EXCERPT START
= List of organisations associated with the Labour Party (UK) =

This is a list of organisations that are associated with the Labour Party. Some are official party organisations, some (like the Co-operative Party) are independent organisations, and others are organisations made up of party members which are not officially recognised by the party. Socialist societies and affiliated trade unions are affiliated independent organisations, with voting and representational rights within the Labour Party.

==Partner organisations==
- The Co-operative Party
- Labour Students
- Party of European Socialists
- Progressive Alliance
- Socialist International
- Trades Union Congress (TUC)
- Young Labour

==Magazines==
- Chartist
- Tribune

==Think tanks and lobby groups==
- Blue Labour - founded 2010, pressure group that advocates the idea that working-class voters will be won back to Labour through socially conservative ideas on specific social and international issues
- Campaign for Labour Party Democracy (CLPD) - founded 1973, group of Labour activists campaigning for changes to the constitution of the Labour Party to ensure that Labour MPs and Labour governments enacted policies agreeable to the party membership
- Campaign for Socialism - pressure group of Scottish Labour members and supporters
- Centre-Left Grassroots Alliance (CLGA) - founded 1998, centre-left group representing members of the Labour membership from the centre to the left
- Compass - founded 2003, think tank direction for the democratic left
- Fabian Society - founded 1884, think tank advancing the principles of democratic socialism via gradualist and reformist effort in democracies
- Independent Labour Publications (ILP) - founded 1975, pressure group which rejects contemporary capitalism and the command economy but accepts the idea of a market economy as part of democratic socialist thinking
- Institute for Public Policy Research (IPPR) - founded 1988, think tank which offers theoretical analysis for modernisers in the UK Labour Party; offering alternatives to free market fundamentalism
- Institute for Workers' Control - founded in 1968, shop stewards and militant workers who discussed workers' control of production
- Labour Campaign for Electoral Reform - founded 1980, a group of Labour politicians and grassroots members promoting democratic and constitutional reforms centred on proportional representation
- Labour First - founded 1988, pressure group representing non-Blairite traditional right who self-describe as moderates
- Labour for a Green New Deal - founded March 2019, a grassroots campaign to push the party to adopt a radical Green New Deal to transform the UK economy, tackle inequality and address the escalating climate crisis.
EXCERPT END
DATASET SECTION START
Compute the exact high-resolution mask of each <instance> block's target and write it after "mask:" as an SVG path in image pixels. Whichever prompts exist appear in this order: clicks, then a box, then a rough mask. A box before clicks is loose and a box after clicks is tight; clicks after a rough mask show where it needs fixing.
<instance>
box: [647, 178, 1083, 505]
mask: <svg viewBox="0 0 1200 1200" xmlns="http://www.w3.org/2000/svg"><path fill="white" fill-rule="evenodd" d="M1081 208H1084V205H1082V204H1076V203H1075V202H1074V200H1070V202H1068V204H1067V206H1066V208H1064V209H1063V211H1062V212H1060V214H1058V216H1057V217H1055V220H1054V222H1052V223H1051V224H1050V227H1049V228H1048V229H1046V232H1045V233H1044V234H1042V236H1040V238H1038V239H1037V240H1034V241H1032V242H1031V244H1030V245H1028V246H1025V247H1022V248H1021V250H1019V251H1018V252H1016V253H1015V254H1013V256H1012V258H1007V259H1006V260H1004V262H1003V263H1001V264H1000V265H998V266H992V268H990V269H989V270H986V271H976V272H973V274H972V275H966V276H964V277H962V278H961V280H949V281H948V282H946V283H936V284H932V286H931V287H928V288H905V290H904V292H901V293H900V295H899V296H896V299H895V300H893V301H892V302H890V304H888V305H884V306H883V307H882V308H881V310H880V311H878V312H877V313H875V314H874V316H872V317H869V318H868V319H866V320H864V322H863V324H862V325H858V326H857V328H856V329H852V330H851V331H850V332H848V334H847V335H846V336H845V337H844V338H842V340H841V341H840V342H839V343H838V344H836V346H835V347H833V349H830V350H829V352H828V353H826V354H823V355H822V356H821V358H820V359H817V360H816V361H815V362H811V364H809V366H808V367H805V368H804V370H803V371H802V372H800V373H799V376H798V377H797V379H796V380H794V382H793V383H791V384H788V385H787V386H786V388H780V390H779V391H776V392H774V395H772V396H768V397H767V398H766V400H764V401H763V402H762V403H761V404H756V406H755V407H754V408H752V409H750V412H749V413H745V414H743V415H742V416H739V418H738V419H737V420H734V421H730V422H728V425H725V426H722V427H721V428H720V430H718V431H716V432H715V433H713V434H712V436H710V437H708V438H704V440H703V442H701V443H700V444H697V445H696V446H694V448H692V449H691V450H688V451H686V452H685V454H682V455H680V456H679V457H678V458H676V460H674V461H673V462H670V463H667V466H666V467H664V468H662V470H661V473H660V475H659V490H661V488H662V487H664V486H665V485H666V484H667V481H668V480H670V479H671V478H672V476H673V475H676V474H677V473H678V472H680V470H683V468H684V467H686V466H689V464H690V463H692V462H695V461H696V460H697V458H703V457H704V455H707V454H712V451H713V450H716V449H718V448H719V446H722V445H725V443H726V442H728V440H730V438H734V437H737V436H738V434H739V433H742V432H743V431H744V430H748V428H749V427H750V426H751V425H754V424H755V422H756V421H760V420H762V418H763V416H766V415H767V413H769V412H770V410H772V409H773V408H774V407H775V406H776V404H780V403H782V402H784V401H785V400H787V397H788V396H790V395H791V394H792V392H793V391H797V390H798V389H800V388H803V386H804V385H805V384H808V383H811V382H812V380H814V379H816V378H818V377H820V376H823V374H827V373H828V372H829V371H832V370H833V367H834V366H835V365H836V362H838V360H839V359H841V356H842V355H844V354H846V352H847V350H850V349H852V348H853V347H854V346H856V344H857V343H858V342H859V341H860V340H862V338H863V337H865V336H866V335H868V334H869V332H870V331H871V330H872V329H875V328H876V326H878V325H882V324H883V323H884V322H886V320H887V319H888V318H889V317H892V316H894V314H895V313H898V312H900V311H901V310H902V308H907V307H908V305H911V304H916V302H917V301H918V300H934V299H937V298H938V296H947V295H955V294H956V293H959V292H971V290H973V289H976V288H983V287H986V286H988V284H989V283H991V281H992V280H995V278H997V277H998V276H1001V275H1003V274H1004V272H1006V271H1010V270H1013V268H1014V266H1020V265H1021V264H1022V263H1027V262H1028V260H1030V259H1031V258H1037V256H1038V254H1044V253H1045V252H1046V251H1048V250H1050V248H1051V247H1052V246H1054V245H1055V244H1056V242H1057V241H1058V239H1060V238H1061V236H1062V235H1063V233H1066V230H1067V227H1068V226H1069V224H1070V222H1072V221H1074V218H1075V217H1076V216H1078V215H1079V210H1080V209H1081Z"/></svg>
DATASET SECTION END
#### EXERCISE:
Reproduce the entire list of organisations associated with the Labour Party word for word.

#### TASK SOLUTION:
= List of organisations associated with the Labour Party (UK) =

This is a list of organisations that are associated with the Labour Party. Some are official party organisations, some (like the Co-operative Party) are independent organisations, and others are organisations made up of party members which are not officially recognised by the party. Socialist societies and affiliated trade unions are affiliated independent organisations, with voting and representational rights within the Labour Party.

==Partner organisations==
- The Co-operative Party
- Labour Students
- Party of European Socialists
- Progressive Alliance
- Socialist International
- Trades Union Congress (TUC)
- Young Labour

==Magazines==
- Chartist
- Tribune

==Think tanks and lobby groups==
- Blue Labour - founded 2010, pressure group that advocates the idea that working-class voters will be won back to Labour through socially conservative ideas on specific social and international issues
- Campaign for Labour Party Democracy (CLPD) - founded 1973, group of Labour activists campaigning for changes to the constitution of the Labour Party to ensure that Labour MPs and Labour governments enacted policies agreeable to the party membership
- Campaign for Socialism - pressure group of Scottish Labour members and supporters
- Centre-Left Grassroots Alliance (CLGA) - founded 1998, centre-left group representing members of the Labour membership from the centre to the left
- Compass - founded 2003, think tank direction for the democratic left
- Fabian Society - founded 1884, think tank advancing the principles of democratic socialism via gradualist and reformist effort in democracies
- Independent Labour Publications (ILP) - founded 1975, pressure group which rejects contemporary capitalism and the command economy but accepts the idea of a market economy as part of democratic socialist thinking
- Institute for Public Policy Research (IPPR) - founded 1988, think tank which offers theoretical analysis for modernisers in the UK Labour Party; offering alternatives to free market fundamentalism
- Institute for Workers' Control - founded in 1968, shop stewards and militant workers who discussed workers' control of production
- Labour Campaign for Electoral Reform - founded 1980, a group of Labour politicians and grassroots members promoting democratic and constitutional reforms centred on proportional representation
- Labour First - founded 1988, pressure group representing non-Blairite traditional right who self-describe as moderates
- Labour for a Green New Deal - founded March 2019, a grassroots campaign to push the party to adopt a radical Green New Deal to transform the UK economy, tackle inequality and address the escalating climate crisis.